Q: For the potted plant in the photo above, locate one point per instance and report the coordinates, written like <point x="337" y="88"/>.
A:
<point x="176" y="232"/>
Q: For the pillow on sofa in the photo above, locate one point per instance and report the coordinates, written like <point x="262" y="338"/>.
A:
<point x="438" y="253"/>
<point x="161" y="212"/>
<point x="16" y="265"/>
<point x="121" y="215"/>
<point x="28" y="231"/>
━━━━━━━━━━━━━━━━━━━━
The records above should all be quoted exactly, please.

Q: For the potted plant in the photo above, locate one point per instance and report the coordinates, written like <point x="337" y="88"/>.
A:
<point x="176" y="232"/>
Q: For the pillow on sofa in the photo above, locate one point per instance and report the coordinates, written like <point x="262" y="338"/>.
A:
<point x="438" y="253"/>
<point x="161" y="212"/>
<point x="16" y="265"/>
<point x="121" y="215"/>
<point x="28" y="231"/>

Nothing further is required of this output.